• _Exercise objective_: Word for word, print each line of the listing below; pictures stay out.

• _Record set_:
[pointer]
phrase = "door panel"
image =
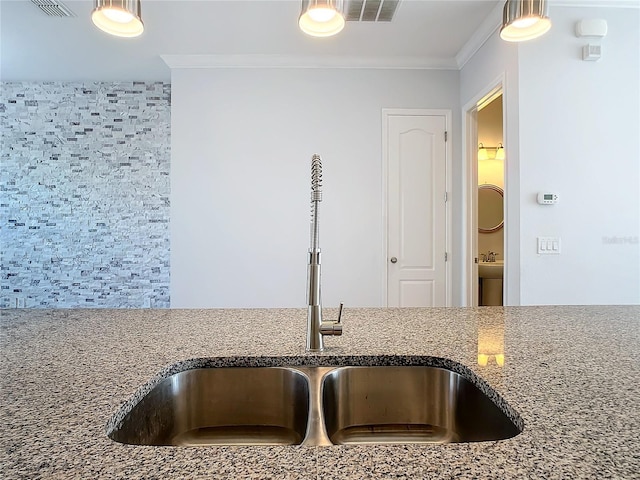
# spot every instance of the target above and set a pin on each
(416, 237)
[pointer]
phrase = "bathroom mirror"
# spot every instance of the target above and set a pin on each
(490, 208)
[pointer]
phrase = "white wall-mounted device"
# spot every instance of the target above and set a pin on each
(591, 27)
(546, 198)
(591, 52)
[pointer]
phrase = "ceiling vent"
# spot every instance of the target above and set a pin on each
(53, 8)
(371, 10)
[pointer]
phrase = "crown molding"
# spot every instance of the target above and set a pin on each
(488, 27)
(302, 61)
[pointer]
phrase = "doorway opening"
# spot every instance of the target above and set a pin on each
(486, 157)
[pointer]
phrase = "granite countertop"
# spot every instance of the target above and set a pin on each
(570, 372)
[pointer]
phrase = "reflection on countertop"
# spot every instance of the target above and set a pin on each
(570, 372)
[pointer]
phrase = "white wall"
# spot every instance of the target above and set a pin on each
(572, 128)
(579, 133)
(242, 140)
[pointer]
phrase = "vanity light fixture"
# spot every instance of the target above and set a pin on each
(524, 20)
(483, 152)
(322, 18)
(118, 17)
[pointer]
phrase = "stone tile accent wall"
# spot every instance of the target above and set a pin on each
(84, 194)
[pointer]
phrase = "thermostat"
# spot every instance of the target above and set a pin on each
(545, 198)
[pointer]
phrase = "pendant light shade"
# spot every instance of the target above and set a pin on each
(118, 17)
(524, 20)
(321, 18)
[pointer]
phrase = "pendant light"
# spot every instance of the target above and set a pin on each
(321, 18)
(524, 20)
(118, 17)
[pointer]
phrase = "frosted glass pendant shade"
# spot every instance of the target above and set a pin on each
(118, 17)
(321, 18)
(524, 20)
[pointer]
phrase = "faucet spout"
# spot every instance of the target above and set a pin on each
(316, 328)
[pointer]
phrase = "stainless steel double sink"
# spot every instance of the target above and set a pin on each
(314, 405)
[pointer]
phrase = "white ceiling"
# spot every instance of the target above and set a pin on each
(36, 47)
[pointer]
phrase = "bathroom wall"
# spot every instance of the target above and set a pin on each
(577, 129)
(491, 170)
(242, 141)
(84, 215)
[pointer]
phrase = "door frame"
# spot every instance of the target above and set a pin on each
(469, 191)
(386, 113)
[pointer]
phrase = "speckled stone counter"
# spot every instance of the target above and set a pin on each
(570, 372)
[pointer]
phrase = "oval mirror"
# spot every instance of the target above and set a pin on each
(490, 208)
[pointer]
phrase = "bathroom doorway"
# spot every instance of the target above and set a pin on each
(486, 155)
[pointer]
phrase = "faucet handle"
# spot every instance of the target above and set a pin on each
(333, 328)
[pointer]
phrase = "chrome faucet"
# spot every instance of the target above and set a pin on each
(316, 328)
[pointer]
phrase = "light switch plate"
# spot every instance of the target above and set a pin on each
(549, 245)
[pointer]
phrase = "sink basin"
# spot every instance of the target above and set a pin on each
(312, 405)
(392, 405)
(221, 406)
(491, 269)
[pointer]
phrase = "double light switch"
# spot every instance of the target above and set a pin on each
(549, 245)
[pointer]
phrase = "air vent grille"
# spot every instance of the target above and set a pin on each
(53, 8)
(371, 10)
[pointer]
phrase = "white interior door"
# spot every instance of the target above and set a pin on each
(416, 210)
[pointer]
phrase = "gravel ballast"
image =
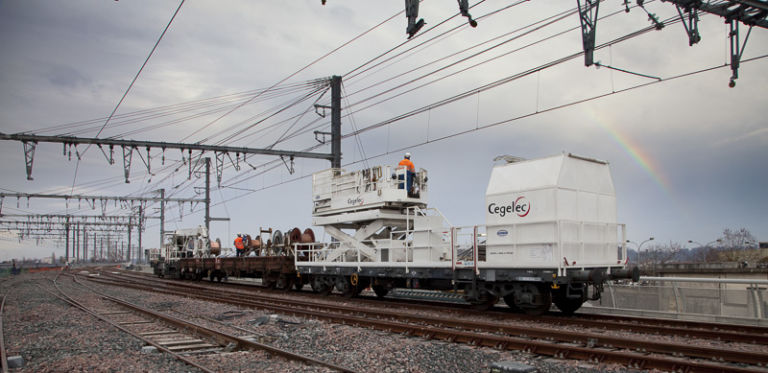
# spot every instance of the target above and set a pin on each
(53, 336)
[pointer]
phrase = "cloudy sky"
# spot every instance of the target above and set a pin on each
(688, 154)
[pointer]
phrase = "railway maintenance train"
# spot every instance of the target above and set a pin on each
(550, 236)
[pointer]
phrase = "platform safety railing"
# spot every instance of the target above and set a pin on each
(718, 297)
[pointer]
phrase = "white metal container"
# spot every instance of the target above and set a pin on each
(557, 212)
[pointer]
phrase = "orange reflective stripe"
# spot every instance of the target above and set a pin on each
(407, 163)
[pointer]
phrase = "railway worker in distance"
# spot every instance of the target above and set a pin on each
(410, 172)
(239, 244)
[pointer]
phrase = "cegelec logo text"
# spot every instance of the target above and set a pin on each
(521, 207)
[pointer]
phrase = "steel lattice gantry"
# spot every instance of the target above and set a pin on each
(748, 12)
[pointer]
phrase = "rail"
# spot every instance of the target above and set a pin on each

• _Response to the task_:
[pointer]
phrase = "door panel"
image =
# spot every instance of the target above and set a pin on each
(416, 237)
[pointer]
phrase = "bathroom mirror"
# spot every instance of the target above and set a pin on each
(490, 208)
[pointer]
phrase = "white wall-mounted device"
# spot every instance of the target above and set a pin on each
(591, 27)
(546, 198)
(591, 52)
[pointer]
phrase = "ceiling vent"
# spot every instance of the target above and set a pin on each
(53, 8)
(371, 10)
[pointer]
phrase = "crown molding"
# spot every instance of the target above and set a pin on each
(488, 27)
(302, 61)
[pointer]
phrase = "doorway opening"
# spot every instance of the target above and set a pin on each
(486, 157)
[pointer]
phrase = "granite countertop"
# spot every instance of the target above and set a pin on each
(570, 372)
[pointer]
phrase = "reflection on countertop"
# spot every instance of the target above and set a pin on each
(570, 372)
[pointer]
phrase = "white wall"
# spot every instance of the target above and set a pin on each
(572, 128)
(579, 133)
(242, 140)
[pointer]
phrase = "vanity light fixture"
# spot every instance of the target above and set a pin on each
(524, 20)
(483, 152)
(322, 18)
(118, 17)
[pointer]
phrase = "stone tile accent wall"
# spot every instance of the target above and set a pin on each
(84, 194)
[pointer]
phrase = "thermostat"
# spot every instance of the target above and set a pin on each
(545, 198)
[pointer]
phrase = "pendant light shade"
# spot every instance of the target above and set a pin on each
(118, 17)
(524, 20)
(321, 18)
[pointer]
phrase = "pendant light"
# spot every instance of the target above and set a pin on each
(321, 18)
(524, 20)
(118, 17)
[pointer]
phrase = "frosted glass pendant shade"
# spot every instance of the target above and set a pin on each
(118, 17)
(321, 18)
(524, 20)
[pointer]
phrase = "faucet spout"
# spot every instance of the target above and set a pin on each
(316, 328)
[pointer]
phrase = "stainless steel double sink"
# spot every instance of the target above and set a pin on each
(314, 405)
[pointer]
phrase = "white ceiling"
# spot every instance of the target above and set a pin on each
(36, 47)
[pointer]
phrase = "bathroom wall"
# spot every instance of the target above and set a pin on each
(577, 129)
(491, 170)
(242, 141)
(84, 215)
[pointer]
phrase = "door frame"
# spot every instance of the target above and set a pin on each
(469, 191)
(386, 113)
[pointer]
phrase = "speckled stone counter"
# spot every instance of the target above and set a pin on each
(570, 372)
[pointer]
phrase = "oval mirror"
# spot every instance of the target above and set a pin on each
(490, 208)
[pointer]
phrase = "bathroom doorway"
# spot every instance of the target above and set a pin on each
(486, 155)
[pointer]
phrase = "faucet handle"
# spot every instance of the target above and set a pin on each
(333, 328)
[pointer]
phrase = "chrome faucet"
# spot every instance of the target above and set a pin on each
(316, 328)
[pointer]
phrase = "light switch plate"
# spot every instance of the target above and set a pin on each
(549, 245)
[pointer]
phrase = "sink basin"
# spot every instance of the target above and set a pin on each
(312, 405)
(392, 405)
(221, 406)
(491, 269)
[pointer]
phrase = "double light switch"
# spot every instance of the target above and set a pin on each
(549, 245)
[pointer]
phrase = "air vent grille"
# spot every instance of the target above and set a pin on each
(53, 8)
(371, 10)
[pointer]
phrase = "white interior door"
# spot every instance of the target above and set a pin on each
(416, 210)
[pointer]
phrase = "gravel ballast"
image =
# spot every instance of the target above and set a pin on each
(53, 336)
[pointer]
phrase = "cloudy sky"
# spot every instance of the target above and set a pin on each
(688, 154)
[pointer]
phrase = "railway maintenance train"
# spot every instance of the target above and set a pin on each
(550, 236)
[pointer]
phrase = "platform safety railing"
# spot every instance of the target above and set a pin on each
(718, 297)
[pointer]
phrase = "white metal container"
# spot every instance of the target above and set a pin on each
(557, 212)
[pointer]
phrase = "orange reflective stripe"
# spot every instance of the target above and set a pin on each
(407, 163)
[pointer]
phrase = "railway worker in distance"
# spot every instance of the target above and set a pin on each
(410, 172)
(239, 244)
[pointer]
phrase = "cegelec logo text"
# spot every instance of the target above and set a pin on each
(521, 207)
[pointer]
phrase = "steel lattice gantry"
# spot every instance of the target above and set a pin on each
(748, 12)
[pointer]
phrase = "rail"
# spot every instance of the target above and set a pin on each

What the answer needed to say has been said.